Document
— Begin —
Council of Europe
Secretary-General Thorbjorn Jagland on Tuesday encouraged Italy
to pass a civil unions bill guaranteeing rights for gay couples.
"I encourage #Italy to ensure legal recognition for same
sex couples as per @ECHR & as in majority of @CoE states," he
tweeted.
A civil unions bill that would extend rights enjoyed by
straight married couples to committed gay couples - such as the
right of one spouse to inherit the other's property or pension,
or to make decisions in their stead should one partner be
incapacitated - is now before parliament.
Italy is the only western European country not to have
either legalised gay marriage or recognised civil unions between
same-sex couples.
The European Court of Human Rights in July 2015 condemned
Italy for failing to give gay couples legal "recognition and
protection", and said the State must change its laws to remedy
that.
— End —
Duplicate the entire Italy civil unions article word for word.

Rows
— Begin —
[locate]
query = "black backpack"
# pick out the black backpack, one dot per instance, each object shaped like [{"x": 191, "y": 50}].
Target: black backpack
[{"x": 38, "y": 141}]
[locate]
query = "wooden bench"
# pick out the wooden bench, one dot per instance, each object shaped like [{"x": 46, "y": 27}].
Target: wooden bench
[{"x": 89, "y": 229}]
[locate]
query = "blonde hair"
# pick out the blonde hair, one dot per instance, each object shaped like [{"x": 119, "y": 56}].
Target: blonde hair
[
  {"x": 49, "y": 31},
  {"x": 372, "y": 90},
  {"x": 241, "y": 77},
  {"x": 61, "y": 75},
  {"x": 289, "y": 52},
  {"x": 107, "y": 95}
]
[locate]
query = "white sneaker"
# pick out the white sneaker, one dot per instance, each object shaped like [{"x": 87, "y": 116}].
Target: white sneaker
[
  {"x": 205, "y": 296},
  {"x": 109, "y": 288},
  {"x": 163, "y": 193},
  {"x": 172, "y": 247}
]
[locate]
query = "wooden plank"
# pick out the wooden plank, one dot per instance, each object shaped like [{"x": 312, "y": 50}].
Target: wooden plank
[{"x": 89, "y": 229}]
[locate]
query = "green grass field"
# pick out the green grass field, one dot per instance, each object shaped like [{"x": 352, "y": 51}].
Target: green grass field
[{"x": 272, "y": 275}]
— End —
The result
Council of Europe
Secretary-General Thorbjorn Jagland on Tuesday encouraged Italy
to pass a civil unions bill guaranteeing rights for gay couples.
"I encourage #Italy to ensure legal recognition for same
sex couples as per @ECHR & as in majority of @CoE states," he
tweeted.
A civil unions bill that would extend rights enjoyed by
straight married couples to committed gay couples - such as the
right of one spouse to inherit the other's property or pension,
or to make decisions in their stead should one partner be
incapacitated - is now before parliament.
Italy is the only western European country not to have
either legalised gay marriage or recognised civil unions between
same-sex couples.
The European Court of Human Rights in July 2015 condemned
Italy for failing to give gay couples legal "recognition and
protection", and said the State must change its laws to remedy
that.